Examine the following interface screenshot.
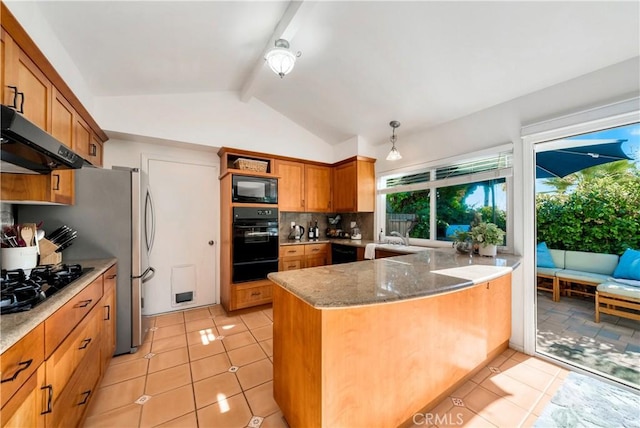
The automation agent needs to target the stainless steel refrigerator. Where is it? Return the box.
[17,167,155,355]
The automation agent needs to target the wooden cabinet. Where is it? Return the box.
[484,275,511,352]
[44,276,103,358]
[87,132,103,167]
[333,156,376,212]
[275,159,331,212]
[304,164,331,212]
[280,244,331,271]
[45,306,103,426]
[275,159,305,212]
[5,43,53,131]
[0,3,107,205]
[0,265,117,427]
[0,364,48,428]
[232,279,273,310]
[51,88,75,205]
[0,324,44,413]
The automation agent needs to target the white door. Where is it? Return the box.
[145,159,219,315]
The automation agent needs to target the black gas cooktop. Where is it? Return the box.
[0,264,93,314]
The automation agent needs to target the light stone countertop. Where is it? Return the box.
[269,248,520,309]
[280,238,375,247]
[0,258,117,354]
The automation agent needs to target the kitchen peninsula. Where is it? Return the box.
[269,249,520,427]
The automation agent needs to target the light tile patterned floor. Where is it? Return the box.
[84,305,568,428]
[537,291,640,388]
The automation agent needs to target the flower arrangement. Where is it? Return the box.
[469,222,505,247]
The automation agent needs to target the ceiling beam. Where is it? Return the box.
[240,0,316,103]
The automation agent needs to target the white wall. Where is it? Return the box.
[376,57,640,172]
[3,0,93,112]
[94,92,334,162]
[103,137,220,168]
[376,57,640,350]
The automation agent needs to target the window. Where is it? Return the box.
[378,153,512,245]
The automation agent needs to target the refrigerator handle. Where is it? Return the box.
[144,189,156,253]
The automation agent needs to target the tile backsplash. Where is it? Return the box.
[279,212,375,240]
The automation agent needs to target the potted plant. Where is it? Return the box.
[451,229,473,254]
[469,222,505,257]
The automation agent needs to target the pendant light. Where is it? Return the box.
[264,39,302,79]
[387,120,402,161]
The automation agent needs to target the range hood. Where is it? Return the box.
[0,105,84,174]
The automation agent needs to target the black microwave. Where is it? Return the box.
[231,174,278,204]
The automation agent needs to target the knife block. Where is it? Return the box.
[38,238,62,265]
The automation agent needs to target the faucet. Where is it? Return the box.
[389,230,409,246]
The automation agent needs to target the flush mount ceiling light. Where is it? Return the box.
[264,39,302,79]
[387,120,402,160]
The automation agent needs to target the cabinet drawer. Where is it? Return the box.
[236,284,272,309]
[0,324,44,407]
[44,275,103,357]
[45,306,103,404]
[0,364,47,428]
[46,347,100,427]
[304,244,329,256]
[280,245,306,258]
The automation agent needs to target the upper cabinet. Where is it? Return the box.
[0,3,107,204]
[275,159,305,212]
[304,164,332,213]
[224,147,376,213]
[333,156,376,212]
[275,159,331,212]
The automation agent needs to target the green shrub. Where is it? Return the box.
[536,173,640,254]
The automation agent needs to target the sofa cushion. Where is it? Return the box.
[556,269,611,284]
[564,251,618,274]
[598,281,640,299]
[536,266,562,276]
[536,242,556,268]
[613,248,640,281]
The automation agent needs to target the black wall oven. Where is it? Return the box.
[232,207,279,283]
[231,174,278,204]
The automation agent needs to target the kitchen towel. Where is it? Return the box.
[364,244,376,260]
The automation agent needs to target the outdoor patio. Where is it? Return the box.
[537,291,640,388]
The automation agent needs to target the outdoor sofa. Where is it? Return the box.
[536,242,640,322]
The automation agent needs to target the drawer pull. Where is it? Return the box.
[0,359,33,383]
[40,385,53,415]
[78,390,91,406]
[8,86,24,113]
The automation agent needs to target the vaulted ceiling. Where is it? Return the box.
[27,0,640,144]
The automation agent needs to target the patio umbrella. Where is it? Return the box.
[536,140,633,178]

========

◆ Direction ◆
Render every line of the records above as a JSON list of strings, one string per line, with blank lines and the pictures left out.

◆ Answer to the task ◆
[
  "Examine the following interface screenshot.",
  "The automation agent needs to target the stainless steel refrigerator. Where is it? Return the box.",
  "[17,167,155,355]",
  "The automation agent needs to target the wooden cabinet. Where is it? Return the box.",
  "[484,275,511,352]",
  "[44,276,103,358]",
  "[87,132,103,167]",
  "[333,156,376,212]",
  "[275,159,331,212]",
  "[304,164,331,212]",
  "[280,244,331,271]",
  "[45,306,103,426]",
  "[275,159,305,212]",
  "[5,43,53,131]",
  "[0,3,107,205]",
  "[0,265,117,427]",
  "[0,364,48,428]",
  "[232,279,273,310]",
  "[51,88,75,205]",
  "[0,324,44,413]",
  "The automation agent needs to target the white door. Where is it? Return the box.",
  "[145,159,219,315]",
  "The automation agent needs to target the black gas cooktop. Where is it? Return the box.",
  "[0,264,93,314]",
  "The automation agent needs to target the light stone countertop. Where is it? Return the box.",
  "[269,248,520,309]",
  "[280,238,375,247]",
  "[0,258,117,354]",
  "The automation agent needs to target the kitchen peninsula. Where is it? Return the box.",
  "[269,249,520,427]",
  "The automation agent needs to target the light tile patterned floor. Where is it? Return the box.",
  "[84,305,568,428]",
  "[537,291,640,388]",
  "The automation agent needs to target the flower arrangement. Where is it? Return the box.",
  "[469,222,505,247]",
  "The automation agent needs to target the ceiling beam. Where is it? Return the box.",
  "[240,0,316,103]",
  "The automation agent needs to target the white wall. Where is it? Return the box.",
  "[376,57,640,172]",
  "[3,0,93,112]",
  "[94,92,334,162]",
  "[103,137,220,168]",
  "[376,57,640,350]",
  "The automation agent needs to target the window. Where is it? Return the box.",
  "[378,153,512,245]",
  "The automation agent needs to target the refrigerator handle. Where is it? Return the box.",
  "[144,189,156,253]",
  "The automation agent needs to target the tile backsplash. Where is it? Return the box.",
  "[279,212,375,240]",
  "The automation agent needs to target the potted plant. Where is it? Return the box.",
  "[451,229,473,254]",
  "[469,222,505,257]",
  "The automation agent needs to target the pendant light. Where is it? Return the box.",
  "[264,39,302,79]",
  "[387,120,402,161]",
  "The automation agent needs to target the range hood. Where is it? Return the box.",
  "[0,105,84,174]",
  "The automation agent needs to target the black microwave. Where is it? Return the box.",
  "[231,174,278,204]",
  "The automation agent needs to target the knife block. Where is it? Return the box.",
  "[38,238,62,265]",
  "The automation agent needs to target the faucet. Where is it? Return the box.",
  "[389,230,409,246]",
  "The automation agent needs to target the flush mount ceiling light. Where is it? Return the box.",
  "[264,39,302,79]",
  "[387,120,402,160]",
  "The automation agent needs to target the cabinet drawer. Where is it? Return the box.",
  "[236,284,272,309]",
  "[0,324,44,407]",
  "[44,275,103,357]",
  "[45,306,103,404]",
  "[0,364,47,428]",
  "[46,347,100,427]",
  "[304,244,329,256]",
  "[280,245,306,258]",
  "The automation agent needs to target the upper cabinet. Where is it? Return the box.",
  "[0,3,107,204]",
  "[275,159,305,212]",
  "[304,164,332,213]",
  "[224,147,376,213]",
  "[333,156,376,212]",
  "[275,159,331,212]",
  "The automation agent needs to target the green shrub. Where is it? Return the box.",
  "[536,173,640,254]",
  "The automation agent needs to target the sofa cushion. Where is it? Return the box.",
  "[556,269,611,284]",
  "[564,251,618,274]",
  "[598,281,640,299]",
  "[536,266,562,276]",
  "[536,242,556,268]",
  "[613,248,640,281]",
  "The automation agent needs to target the black wall oven. Where is it? Return the box.",
  "[232,207,279,283]",
  "[231,174,278,204]",
  "The automation agent needs to target the kitchen towel. Where is it? Return the box.",
  "[364,244,376,260]",
  "The automation agent needs to target the outdoor patio. Where is it? Return the box.",
  "[537,291,640,388]",
  "The automation agent needs to target the outdoor sofa. Where is it? Return the box.",
  "[536,242,640,322]",
  "The automation agent needs to target the drawer pull. Where is it? Return the box.",
  "[0,359,33,383]",
  "[40,385,53,415]",
  "[78,390,91,406]",
  "[8,86,24,113]",
  "The automation agent needs to target the vaulted ceiling. Where is it? Return the box.",
  "[27,0,640,144]",
  "The automation agent needs to target the patio umbrella. Where is it? Return the box.",
  "[536,140,633,178]"
]